— Work request —
Word for word, transcribe the data below from the line with "Target: haze on horizon" to the line with "Practice. Pick out the rooftop", keeping both of those lines.

[Recorded data]
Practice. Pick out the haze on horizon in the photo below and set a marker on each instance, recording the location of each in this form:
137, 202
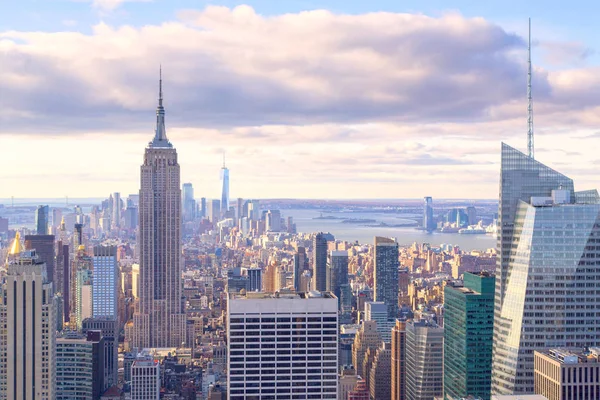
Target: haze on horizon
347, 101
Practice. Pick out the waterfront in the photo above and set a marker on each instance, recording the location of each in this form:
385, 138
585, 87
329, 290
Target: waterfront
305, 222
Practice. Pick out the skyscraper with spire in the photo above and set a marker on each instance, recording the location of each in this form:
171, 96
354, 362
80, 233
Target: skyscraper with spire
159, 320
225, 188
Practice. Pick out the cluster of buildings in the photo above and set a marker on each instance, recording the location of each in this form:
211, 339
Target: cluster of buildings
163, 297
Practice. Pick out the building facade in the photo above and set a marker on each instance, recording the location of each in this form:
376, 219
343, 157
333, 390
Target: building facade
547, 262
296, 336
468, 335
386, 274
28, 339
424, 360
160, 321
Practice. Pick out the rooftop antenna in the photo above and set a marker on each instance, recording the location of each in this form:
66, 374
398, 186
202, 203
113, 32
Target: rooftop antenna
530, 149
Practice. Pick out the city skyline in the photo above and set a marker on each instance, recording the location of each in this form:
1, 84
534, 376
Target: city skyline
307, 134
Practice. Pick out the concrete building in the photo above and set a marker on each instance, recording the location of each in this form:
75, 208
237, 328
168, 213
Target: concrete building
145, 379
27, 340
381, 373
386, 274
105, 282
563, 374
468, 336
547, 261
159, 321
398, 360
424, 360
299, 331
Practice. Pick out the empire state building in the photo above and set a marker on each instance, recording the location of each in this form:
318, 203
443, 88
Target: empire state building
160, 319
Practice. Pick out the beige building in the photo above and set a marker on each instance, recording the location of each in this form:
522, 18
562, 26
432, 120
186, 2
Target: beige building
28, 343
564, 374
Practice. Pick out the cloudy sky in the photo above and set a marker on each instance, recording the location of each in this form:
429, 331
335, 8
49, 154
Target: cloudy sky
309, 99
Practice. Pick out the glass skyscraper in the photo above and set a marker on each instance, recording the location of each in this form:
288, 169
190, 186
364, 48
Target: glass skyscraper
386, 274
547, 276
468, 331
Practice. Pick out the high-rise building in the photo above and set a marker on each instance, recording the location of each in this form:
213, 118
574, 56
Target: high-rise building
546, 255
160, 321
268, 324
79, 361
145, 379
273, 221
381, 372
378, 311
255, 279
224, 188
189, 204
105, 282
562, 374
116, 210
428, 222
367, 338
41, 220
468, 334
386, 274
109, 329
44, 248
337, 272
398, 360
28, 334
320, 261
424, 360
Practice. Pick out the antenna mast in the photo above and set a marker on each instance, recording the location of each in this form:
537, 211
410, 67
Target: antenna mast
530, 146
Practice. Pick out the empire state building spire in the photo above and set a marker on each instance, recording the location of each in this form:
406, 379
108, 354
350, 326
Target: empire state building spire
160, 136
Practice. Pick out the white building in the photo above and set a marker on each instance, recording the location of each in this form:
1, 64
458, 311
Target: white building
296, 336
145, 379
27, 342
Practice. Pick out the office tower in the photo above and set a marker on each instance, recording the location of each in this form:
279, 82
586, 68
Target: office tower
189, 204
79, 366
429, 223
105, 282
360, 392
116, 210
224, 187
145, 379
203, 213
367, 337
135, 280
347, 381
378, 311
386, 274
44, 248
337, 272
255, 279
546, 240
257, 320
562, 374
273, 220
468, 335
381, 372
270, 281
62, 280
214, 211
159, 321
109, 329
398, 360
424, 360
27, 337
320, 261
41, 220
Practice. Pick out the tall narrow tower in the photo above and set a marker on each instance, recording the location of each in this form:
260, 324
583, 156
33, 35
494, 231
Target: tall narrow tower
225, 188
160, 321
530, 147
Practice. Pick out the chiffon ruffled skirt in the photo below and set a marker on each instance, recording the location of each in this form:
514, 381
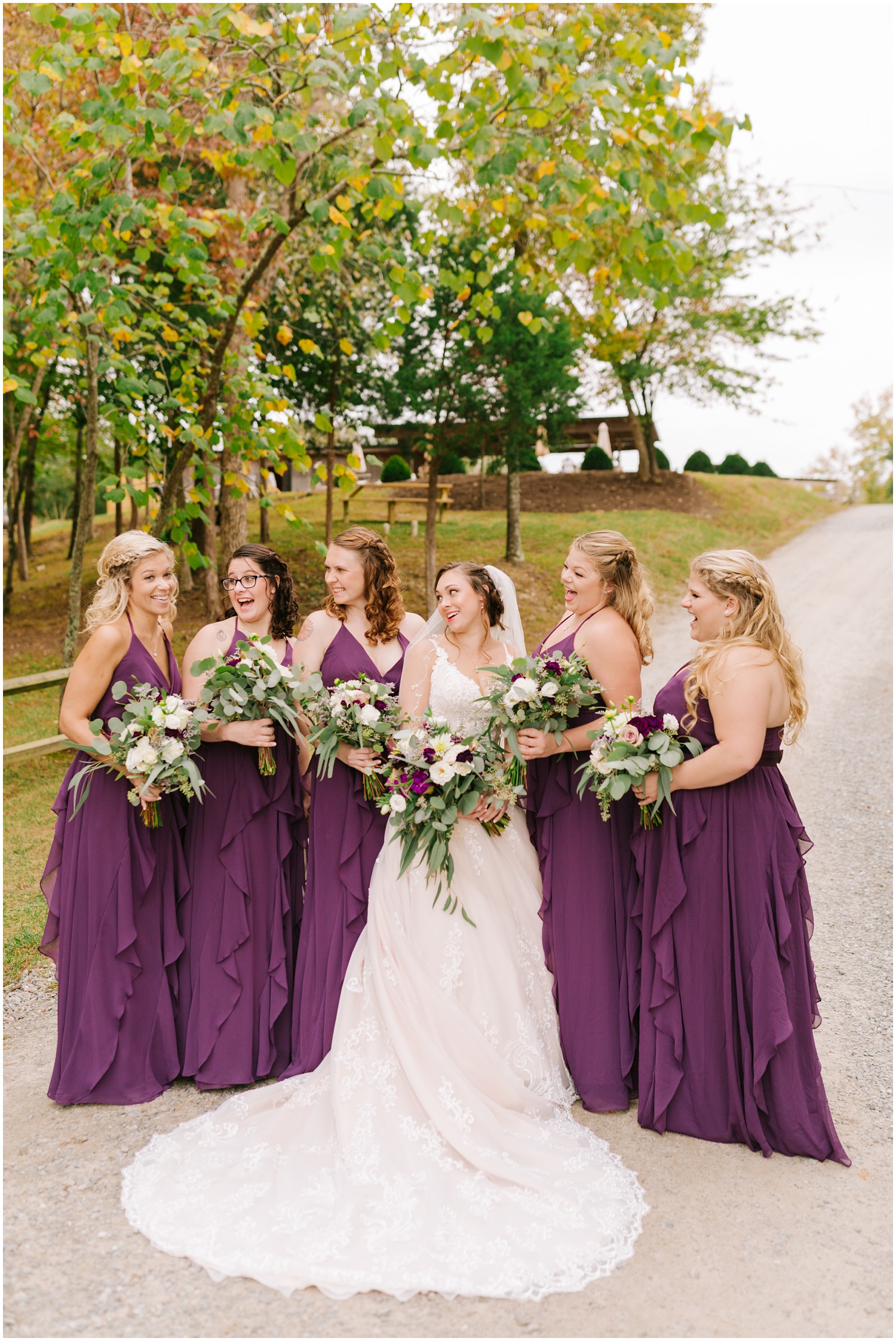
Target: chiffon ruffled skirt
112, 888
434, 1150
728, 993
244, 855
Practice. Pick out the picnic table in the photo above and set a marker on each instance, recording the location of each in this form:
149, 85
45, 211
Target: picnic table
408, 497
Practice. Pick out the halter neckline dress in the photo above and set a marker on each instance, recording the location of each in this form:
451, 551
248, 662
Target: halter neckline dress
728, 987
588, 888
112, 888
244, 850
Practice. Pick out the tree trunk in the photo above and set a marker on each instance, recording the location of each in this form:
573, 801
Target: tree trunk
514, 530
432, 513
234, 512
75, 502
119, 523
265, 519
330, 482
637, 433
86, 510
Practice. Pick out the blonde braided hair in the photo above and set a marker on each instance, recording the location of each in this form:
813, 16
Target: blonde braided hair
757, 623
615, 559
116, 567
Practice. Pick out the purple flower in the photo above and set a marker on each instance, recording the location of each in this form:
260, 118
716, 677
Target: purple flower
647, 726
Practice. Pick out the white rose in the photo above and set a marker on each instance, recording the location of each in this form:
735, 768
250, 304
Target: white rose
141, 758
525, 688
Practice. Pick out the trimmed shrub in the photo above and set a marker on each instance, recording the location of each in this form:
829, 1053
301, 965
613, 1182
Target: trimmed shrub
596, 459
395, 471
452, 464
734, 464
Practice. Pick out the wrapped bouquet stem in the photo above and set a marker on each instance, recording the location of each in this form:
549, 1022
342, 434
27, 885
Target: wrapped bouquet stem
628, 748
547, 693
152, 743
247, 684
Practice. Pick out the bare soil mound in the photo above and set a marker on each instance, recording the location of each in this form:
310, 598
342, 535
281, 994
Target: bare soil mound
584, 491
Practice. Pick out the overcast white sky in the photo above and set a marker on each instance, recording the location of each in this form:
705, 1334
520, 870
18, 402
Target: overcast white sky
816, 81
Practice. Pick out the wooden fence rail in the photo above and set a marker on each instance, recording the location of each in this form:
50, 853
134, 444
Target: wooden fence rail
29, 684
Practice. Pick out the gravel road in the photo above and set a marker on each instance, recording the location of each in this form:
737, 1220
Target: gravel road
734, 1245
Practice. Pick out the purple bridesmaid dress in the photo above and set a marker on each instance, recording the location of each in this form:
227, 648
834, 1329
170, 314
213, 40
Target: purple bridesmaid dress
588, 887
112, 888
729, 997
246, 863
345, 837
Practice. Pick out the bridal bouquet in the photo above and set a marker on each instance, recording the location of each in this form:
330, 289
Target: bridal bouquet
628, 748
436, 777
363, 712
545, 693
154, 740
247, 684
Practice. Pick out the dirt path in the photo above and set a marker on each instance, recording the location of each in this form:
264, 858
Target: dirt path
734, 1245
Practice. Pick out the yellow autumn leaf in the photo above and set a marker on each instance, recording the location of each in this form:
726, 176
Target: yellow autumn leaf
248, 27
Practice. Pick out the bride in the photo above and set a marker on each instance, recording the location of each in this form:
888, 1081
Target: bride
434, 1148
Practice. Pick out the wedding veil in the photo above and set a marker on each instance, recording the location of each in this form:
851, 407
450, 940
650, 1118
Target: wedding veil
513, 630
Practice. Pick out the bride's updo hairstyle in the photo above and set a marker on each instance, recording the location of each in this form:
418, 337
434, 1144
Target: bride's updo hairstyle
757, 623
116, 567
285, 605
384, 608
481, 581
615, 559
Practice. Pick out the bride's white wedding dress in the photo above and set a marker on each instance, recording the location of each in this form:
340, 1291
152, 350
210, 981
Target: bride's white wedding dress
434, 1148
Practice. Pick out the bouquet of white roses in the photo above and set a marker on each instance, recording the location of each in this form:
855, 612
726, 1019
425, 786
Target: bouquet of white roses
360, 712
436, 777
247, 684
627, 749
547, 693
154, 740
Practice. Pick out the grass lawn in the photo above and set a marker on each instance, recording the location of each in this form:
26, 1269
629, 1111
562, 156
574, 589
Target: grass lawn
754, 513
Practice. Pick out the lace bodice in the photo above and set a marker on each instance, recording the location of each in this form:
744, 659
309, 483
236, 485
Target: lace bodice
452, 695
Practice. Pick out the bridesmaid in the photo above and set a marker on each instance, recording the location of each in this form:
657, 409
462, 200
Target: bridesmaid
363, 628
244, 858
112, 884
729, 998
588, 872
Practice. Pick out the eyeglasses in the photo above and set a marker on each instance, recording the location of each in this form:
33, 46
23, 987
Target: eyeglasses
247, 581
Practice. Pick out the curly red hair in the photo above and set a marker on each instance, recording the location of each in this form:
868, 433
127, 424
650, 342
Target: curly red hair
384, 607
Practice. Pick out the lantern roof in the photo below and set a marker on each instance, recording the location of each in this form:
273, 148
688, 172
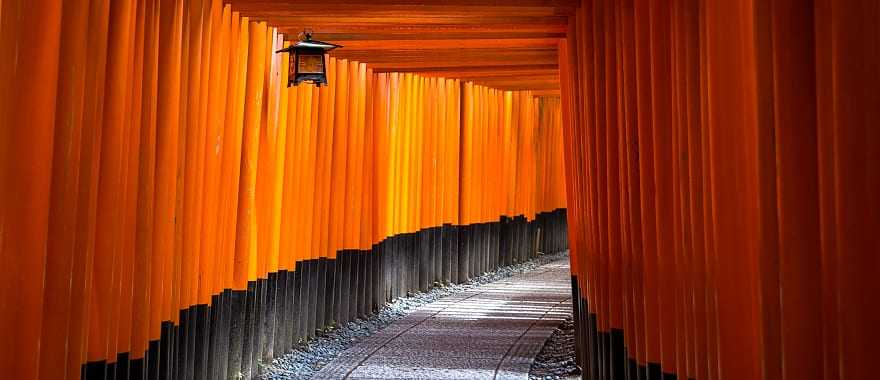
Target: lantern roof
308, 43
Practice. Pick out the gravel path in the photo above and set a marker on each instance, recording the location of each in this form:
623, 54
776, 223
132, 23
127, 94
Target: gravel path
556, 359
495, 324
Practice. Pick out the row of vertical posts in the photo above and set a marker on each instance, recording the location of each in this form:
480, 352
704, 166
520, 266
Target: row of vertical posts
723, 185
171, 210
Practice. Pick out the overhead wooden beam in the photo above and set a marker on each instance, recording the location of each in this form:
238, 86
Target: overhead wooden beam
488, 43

— Exercise result —
Target: haze on horizon
347, 101
Practice. Pick out the waterfront in the photo above and set a marker on each instance, recording the location of each in this form:
385, 138
585, 87
329, 290
Target: waterfront
305, 222
Practice. Pick out the skyscraper with spire in the photo above and set a marker on each instance, recording the location of each in this form:
171, 96
354, 362
80, 233
Target: skyscraper with spire
159, 320
225, 188
Practice. Pick out the cluster of buildings in the photo above and set a marker on each instance, recording the location of each in this form:
211, 339
Target: cluster of buildings
163, 297
Practice. Pick out the building facade in the photo above and set a marker on each instance, recording the location of each in this form:
376, 219
343, 157
333, 390
Target: building facade
547, 262
296, 336
468, 335
386, 274
28, 339
424, 360
160, 321
Practice. Pick out the rooftop antenna in the photo above and set a marker on each instance, recording the location of each in this form:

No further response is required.